-- Data to process follows --

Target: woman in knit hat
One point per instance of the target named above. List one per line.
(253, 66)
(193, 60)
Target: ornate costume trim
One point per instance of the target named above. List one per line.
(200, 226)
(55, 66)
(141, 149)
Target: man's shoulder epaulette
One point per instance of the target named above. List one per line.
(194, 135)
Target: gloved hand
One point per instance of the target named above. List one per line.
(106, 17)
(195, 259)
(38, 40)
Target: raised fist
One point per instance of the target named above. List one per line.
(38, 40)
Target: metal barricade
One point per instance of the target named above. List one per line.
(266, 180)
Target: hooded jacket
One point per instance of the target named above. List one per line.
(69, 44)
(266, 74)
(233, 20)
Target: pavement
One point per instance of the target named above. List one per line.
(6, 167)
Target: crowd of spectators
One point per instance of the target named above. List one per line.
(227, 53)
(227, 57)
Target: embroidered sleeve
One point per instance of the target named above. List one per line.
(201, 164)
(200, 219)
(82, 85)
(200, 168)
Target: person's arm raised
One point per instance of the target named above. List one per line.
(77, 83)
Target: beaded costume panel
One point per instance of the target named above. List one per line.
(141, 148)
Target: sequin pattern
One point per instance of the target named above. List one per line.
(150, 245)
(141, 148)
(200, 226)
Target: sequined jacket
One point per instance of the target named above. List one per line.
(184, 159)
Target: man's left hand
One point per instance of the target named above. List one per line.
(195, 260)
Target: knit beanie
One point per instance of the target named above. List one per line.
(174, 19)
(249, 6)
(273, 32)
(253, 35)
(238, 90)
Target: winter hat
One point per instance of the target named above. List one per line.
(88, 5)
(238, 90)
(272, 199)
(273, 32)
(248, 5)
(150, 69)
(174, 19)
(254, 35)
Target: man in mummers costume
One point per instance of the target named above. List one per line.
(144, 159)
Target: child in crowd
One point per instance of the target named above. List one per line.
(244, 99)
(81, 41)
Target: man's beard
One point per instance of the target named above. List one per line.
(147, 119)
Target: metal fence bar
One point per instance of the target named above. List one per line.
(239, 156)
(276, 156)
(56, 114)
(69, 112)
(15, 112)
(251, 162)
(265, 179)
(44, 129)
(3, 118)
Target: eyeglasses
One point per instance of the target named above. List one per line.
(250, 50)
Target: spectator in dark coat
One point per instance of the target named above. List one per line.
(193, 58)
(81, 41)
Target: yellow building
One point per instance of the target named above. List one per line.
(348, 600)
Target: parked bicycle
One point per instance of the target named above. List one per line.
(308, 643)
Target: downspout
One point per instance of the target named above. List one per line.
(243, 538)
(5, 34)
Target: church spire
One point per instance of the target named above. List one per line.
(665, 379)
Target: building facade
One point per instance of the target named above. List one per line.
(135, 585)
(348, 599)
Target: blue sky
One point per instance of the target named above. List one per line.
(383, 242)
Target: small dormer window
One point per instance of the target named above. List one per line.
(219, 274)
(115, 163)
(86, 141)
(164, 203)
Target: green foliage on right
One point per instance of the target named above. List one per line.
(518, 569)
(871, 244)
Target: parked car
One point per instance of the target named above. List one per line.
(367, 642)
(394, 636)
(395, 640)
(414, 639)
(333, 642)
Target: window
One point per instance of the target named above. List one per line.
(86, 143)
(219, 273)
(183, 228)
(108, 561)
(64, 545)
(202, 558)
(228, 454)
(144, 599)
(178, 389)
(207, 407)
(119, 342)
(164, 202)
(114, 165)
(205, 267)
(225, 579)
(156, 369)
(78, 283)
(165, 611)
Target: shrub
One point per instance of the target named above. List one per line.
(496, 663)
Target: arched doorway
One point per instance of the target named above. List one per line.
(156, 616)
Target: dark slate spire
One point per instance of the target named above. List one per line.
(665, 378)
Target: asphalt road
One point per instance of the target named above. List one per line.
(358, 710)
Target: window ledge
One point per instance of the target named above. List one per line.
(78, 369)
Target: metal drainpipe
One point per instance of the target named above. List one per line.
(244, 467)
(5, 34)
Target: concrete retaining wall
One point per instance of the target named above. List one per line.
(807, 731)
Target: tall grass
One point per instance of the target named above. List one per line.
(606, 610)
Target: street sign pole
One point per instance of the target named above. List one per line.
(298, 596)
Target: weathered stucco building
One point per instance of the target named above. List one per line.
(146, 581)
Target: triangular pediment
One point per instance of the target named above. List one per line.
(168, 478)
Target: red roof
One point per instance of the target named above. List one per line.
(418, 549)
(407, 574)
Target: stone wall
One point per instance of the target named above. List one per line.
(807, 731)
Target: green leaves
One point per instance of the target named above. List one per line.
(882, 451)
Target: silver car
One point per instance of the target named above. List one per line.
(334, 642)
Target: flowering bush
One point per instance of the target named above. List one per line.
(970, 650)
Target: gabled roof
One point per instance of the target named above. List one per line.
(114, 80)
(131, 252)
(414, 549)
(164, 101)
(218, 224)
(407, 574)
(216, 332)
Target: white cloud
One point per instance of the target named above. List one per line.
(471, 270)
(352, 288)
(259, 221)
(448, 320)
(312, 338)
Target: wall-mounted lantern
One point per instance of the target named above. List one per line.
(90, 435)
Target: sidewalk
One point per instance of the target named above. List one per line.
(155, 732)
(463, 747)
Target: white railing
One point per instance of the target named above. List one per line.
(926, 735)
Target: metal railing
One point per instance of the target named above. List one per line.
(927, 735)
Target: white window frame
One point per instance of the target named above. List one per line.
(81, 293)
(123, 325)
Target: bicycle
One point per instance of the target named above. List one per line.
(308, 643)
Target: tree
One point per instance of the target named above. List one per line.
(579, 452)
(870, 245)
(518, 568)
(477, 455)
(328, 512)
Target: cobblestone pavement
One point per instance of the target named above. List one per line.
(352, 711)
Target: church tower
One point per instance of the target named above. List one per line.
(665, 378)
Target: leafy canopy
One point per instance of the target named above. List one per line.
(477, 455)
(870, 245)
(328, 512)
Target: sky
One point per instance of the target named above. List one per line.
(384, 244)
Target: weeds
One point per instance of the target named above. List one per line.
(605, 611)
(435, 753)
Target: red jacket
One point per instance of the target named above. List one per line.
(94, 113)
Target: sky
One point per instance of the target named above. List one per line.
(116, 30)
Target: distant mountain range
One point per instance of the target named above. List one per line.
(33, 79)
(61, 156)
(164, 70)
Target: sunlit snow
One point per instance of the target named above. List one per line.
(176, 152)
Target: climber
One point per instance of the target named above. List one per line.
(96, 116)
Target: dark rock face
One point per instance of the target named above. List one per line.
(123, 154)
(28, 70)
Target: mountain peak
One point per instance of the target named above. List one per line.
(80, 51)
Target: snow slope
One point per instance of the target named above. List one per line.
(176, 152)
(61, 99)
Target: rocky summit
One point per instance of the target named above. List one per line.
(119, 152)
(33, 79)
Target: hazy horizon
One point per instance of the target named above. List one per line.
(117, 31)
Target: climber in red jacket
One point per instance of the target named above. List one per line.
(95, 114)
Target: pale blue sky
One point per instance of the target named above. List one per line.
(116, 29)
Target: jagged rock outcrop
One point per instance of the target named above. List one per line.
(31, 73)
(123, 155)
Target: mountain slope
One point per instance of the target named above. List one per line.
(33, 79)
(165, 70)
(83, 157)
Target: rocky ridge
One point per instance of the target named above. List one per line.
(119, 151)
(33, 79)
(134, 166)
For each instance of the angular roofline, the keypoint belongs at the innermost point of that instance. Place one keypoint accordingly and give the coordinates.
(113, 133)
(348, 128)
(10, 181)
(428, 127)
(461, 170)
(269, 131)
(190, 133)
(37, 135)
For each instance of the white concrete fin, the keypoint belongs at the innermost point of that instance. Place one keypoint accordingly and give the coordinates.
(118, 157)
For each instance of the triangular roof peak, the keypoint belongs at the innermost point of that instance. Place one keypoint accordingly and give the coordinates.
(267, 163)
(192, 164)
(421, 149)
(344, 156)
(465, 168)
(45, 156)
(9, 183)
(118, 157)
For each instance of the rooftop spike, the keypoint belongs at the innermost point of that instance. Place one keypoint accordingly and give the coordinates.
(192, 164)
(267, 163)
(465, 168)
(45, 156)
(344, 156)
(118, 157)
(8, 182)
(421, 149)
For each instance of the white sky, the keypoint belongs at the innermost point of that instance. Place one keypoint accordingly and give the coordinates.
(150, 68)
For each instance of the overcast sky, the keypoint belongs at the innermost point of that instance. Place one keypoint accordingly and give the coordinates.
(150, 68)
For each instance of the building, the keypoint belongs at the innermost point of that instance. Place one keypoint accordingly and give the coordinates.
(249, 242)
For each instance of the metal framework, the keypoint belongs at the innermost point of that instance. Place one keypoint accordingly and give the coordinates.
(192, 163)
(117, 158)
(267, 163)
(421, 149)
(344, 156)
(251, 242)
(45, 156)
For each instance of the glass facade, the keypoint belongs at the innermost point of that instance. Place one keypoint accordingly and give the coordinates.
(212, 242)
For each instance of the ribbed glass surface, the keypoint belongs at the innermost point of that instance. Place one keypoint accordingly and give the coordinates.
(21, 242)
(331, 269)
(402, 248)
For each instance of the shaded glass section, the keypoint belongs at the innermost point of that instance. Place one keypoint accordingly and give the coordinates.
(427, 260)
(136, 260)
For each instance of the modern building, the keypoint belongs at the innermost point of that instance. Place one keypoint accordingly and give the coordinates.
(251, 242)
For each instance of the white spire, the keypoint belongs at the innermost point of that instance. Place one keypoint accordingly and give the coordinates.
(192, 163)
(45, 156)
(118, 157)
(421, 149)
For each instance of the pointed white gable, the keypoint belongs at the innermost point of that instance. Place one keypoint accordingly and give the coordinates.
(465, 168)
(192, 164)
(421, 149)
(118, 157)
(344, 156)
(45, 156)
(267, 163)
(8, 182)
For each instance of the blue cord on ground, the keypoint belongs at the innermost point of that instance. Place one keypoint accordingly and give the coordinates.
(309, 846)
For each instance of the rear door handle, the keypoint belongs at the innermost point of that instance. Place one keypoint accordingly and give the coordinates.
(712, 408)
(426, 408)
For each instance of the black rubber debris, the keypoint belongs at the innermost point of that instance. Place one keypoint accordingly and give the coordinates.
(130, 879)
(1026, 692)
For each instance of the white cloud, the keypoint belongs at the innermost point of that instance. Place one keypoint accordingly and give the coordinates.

-- Data to process concluded --

Starting at the first line of the records above, please copy each line exactly until you reach the line containing "Target: winter hat". Include that line and stop there.

Target: woman in knit hat
One point per instance of the target named above. List one per line.
(253, 66)
(193, 60)
Target: ornate costume trim
One point per instance of the target named above. List one per line.
(200, 226)
(55, 66)
(141, 149)
Target: man's shoulder epaulette
One point per instance of the target named above. List one per line.
(194, 135)
Target: gloved hand
One point per instance of the target named above. List one per line.
(106, 17)
(195, 259)
(38, 40)
Target: raised fist
One point per instance of the target named above. List one per line.
(38, 40)
Target: metal barricade
One point per instance of the target named above. List one per line.
(266, 180)
Target: hooded jacket
One point per instance of the target named above. List one per line.
(69, 44)
(266, 74)
(233, 20)
Target: pavement
One point per instance of the target named above. List one per line.
(6, 167)
Target: crowd of spectators
One point per instance of the target named above. List one per line.
(227, 53)
(227, 57)
Target: embroidered sleeve
One point per instance of the target named above. List one per line.
(201, 164)
(200, 219)
(82, 85)
(200, 168)
Target: person's arm raised
One point per instance of the target named above. List one per line.
(77, 83)
Target: beaded costume panel
One point per instance of the target named above. List one per line.
(141, 148)
Target: sequin pattern
One point per instance of the target named above. List one per line.
(150, 245)
(141, 148)
(200, 226)
Target: sequined jacket
One point per instance of the target named above. List one per line.
(184, 159)
Target: man's left hand
One point per instance of the target named above. List one per line.
(195, 260)
Target: knit beanie
One point per instance of the target named above. List one per line.
(174, 19)
(249, 6)
(273, 32)
(253, 35)
(238, 90)
Target: winter hat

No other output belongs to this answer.